**Text section**
- - - -
Further to their statement on 25 March 2020, the Working Group on Sterling Risk-Free Rates has updated its statement on the impact of COVID-19 on the timeline for firms’ LIBOR transition plans.

The update states that due to coronavirus, the PRA and FCA suspended transition data reporting at the end of Q1 for dual regulated firms, and cancelled some Q1 firm meetings. In light of the developments since, including the FSR statement on LIBOR published on 7 May 2020, the PRA and FCA have decided to resume full supervisory engagement with these firms on their LIBOR transition progress from 1 June 2020, including data reporting at the end of Q2.

The FSR statement reported that LIBOR rates, and therefore costs for borrowers, have risen during the COVID-19 pandemic as central bank rates have fallen. This may have partially offset some of the government support provided to businesses in response to COVID-19. Throughout the same period, SONIA (the proposed replacement for LIBOR) has closely tracked bank rate.
- - - -
[Items listed in a dataset]
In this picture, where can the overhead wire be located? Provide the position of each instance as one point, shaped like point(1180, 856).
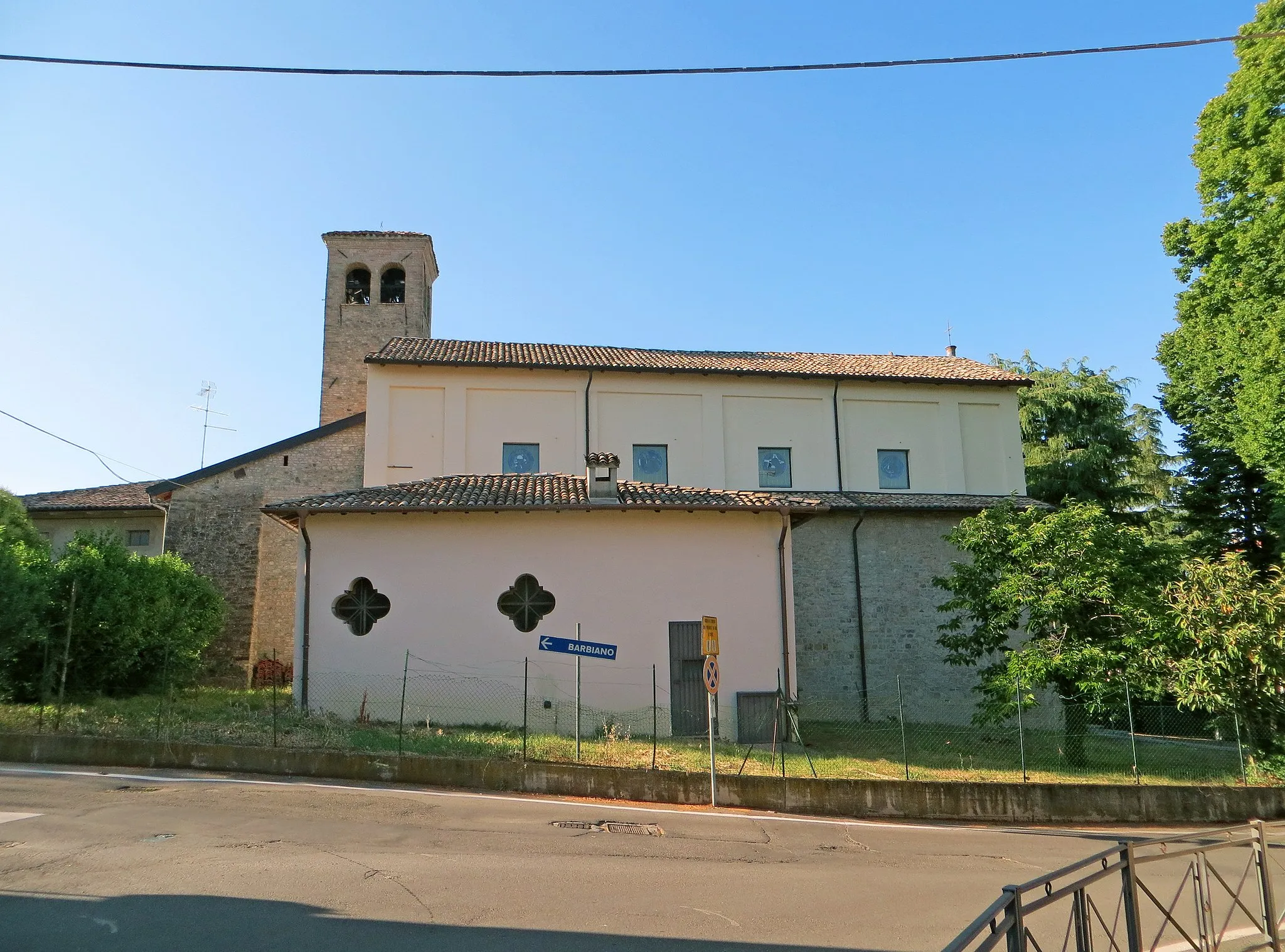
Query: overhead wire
point(663, 71)
point(100, 457)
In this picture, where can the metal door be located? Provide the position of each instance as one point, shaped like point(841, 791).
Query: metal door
point(688, 714)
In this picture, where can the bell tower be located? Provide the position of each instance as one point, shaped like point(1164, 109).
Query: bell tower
point(378, 286)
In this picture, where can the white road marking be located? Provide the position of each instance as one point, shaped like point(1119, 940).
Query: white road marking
point(711, 912)
point(892, 824)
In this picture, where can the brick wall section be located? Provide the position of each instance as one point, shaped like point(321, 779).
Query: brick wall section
point(216, 526)
point(900, 555)
point(355, 331)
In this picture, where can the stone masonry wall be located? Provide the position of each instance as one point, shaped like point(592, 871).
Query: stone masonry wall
point(216, 526)
point(900, 555)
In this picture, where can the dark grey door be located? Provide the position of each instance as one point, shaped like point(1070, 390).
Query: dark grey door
point(688, 714)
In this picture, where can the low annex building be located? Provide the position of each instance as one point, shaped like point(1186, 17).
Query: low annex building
point(125, 509)
point(622, 562)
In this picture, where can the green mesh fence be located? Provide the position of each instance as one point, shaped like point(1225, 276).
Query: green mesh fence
point(625, 716)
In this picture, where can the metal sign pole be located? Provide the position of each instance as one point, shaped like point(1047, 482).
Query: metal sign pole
point(713, 779)
point(577, 695)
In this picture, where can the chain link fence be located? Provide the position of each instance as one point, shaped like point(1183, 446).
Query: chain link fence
point(624, 716)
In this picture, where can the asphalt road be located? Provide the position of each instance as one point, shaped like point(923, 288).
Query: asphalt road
point(125, 861)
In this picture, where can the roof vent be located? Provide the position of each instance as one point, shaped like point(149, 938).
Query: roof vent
point(600, 477)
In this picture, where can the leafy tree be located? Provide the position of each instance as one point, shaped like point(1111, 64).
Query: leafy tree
point(1226, 651)
point(17, 525)
point(1062, 599)
point(1084, 442)
point(24, 575)
point(1226, 359)
point(138, 622)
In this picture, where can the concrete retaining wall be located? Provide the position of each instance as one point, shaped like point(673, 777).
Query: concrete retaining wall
point(1055, 803)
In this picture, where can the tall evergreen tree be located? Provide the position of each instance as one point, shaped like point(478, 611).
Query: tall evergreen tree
point(1226, 505)
point(1226, 359)
point(1084, 442)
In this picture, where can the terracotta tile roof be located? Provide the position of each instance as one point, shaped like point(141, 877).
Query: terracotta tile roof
point(374, 234)
point(120, 496)
point(860, 366)
point(559, 491)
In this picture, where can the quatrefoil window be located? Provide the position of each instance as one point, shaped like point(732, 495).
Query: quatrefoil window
point(526, 603)
point(361, 607)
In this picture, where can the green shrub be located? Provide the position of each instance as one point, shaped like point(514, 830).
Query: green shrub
point(137, 622)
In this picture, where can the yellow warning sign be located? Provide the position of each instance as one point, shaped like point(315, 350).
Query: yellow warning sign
point(710, 635)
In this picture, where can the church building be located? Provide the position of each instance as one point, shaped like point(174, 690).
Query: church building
point(464, 499)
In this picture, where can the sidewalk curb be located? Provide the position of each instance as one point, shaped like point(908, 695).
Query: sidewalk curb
point(1040, 803)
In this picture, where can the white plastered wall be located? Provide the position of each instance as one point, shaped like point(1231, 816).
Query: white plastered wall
point(961, 439)
point(61, 527)
point(622, 575)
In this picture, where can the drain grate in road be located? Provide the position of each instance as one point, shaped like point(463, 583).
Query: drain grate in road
point(609, 826)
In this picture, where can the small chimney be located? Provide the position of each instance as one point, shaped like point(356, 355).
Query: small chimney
point(600, 477)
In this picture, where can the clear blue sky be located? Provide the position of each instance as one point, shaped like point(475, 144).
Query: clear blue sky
point(161, 229)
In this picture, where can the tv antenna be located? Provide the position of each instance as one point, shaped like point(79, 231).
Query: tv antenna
point(207, 391)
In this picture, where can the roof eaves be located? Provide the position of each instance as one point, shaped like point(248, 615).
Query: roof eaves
point(740, 372)
point(289, 442)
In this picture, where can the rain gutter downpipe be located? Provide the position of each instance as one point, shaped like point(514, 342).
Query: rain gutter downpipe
point(587, 385)
point(786, 624)
point(307, 612)
point(838, 449)
point(861, 619)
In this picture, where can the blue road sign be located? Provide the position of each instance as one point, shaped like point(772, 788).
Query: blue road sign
point(586, 649)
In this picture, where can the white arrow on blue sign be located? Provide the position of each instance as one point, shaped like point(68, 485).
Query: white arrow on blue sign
point(586, 649)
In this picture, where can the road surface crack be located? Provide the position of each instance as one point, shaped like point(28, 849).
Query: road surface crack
point(370, 872)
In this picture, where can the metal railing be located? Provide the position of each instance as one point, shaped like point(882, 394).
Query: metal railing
point(1205, 892)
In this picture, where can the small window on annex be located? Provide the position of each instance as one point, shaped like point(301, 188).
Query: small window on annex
point(392, 287)
point(356, 288)
point(774, 467)
point(521, 457)
point(651, 463)
point(893, 469)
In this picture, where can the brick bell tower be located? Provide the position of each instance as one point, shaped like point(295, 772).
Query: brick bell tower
point(378, 286)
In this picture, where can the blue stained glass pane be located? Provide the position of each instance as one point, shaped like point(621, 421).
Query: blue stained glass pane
point(521, 457)
point(893, 469)
point(652, 464)
point(774, 467)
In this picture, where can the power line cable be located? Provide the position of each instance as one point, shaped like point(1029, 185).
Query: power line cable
point(98, 456)
point(675, 71)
- - - -
**Requirement 1**
According to the LIBOR transition text, from what date will the PRA and FCA resume full supervisory engagement with dual regulated firms on their LIBOR transition progress?
**Requirement 2**
Reproduce the LIBOR transition text between "Further to their statement" and "the end of Q2.", inclusive.
**Requirement 3**
Resume the LIBOR transition text, continuing after its final sentence.

**Final answer 1**
From 1 June 2020.

**Final answer 2**
Further to their statement on 25 March 2020, the Working Group on Sterling Risk-Free Rates has updated its statement on the impact of COVID-19 on the timeline for firms’ LIBOR transition plans.

The update states that due to coronavirus, the PRA and FCA suspended transition data reporting at the end of Q1 for dual regulated firms, and cancelled some Q1 firm meetings. In light of the developments since, including the FSR statement on LIBOR published on 7 May 2020, the PRA and FCA have decided to resume full supervisory engagement with these firms on their LIBOR transition progress from 1 June 2020, including data reporting at the end of Q2.

**Final answer 3**
In addition, the limited market transactions underpinning LIBOR fell away almost entirely during March, leaving them reliant on "expert judgement". By contrast, the number of transactions underpinning SONIA, the proposed replacement rate for LIBOR, has increased during this period.

The COVID-19 pandemic has served to once again highlight the underlying weaknesses in LIBOR and the need to transition to an alternative benchmark at the earliest opportunity. The FSR statement concludes that: "while there may be a need for short-term reprioritisation, market participants should remain focused on the continued importance of removing reliance on LIBOR by the end of 2021."